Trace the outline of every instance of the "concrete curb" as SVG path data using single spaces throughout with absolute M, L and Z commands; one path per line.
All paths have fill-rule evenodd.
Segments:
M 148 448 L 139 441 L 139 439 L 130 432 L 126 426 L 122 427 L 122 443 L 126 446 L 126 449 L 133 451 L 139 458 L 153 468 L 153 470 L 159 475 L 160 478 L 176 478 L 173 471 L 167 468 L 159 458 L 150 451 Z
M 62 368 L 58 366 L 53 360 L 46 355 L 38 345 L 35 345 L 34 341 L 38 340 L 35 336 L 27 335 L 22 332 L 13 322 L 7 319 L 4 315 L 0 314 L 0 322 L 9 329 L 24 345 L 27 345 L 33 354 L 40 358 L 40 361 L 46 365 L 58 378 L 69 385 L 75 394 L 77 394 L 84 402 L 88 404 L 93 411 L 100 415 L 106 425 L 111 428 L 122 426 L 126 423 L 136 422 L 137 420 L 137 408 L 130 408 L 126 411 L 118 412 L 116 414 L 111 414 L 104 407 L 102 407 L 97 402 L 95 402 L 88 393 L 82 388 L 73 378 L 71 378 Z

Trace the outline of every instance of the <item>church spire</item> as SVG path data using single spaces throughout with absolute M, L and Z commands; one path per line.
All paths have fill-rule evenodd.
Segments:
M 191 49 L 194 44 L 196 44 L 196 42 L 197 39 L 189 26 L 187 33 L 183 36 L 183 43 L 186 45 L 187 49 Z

◇ ◇ ◇ ◇ ◇ ◇ ◇

THE TASK »
Rescale only the lines from the one containing "Trace the outline of every instance of the <item>church" through the end of the rows. Give those lines again, requests included, with every path coordinate in the answers multiplied by 0.3 and rounded to a whole number, halves rounded up.

OUTPUT FOR THIS TASK »
Trace the outline of every instance of the <item>church spire</item> as SVG path data using single spaces throughout with absolute M, L and Z commands; one path per line.
All paths have fill-rule evenodd.
Segments:
M 57 15 L 58 13 L 59 13 L 59 13 L 59 12 L 57 8 L 56 10 L 55 11 L 55 13 L 56 14 L 56 15 Z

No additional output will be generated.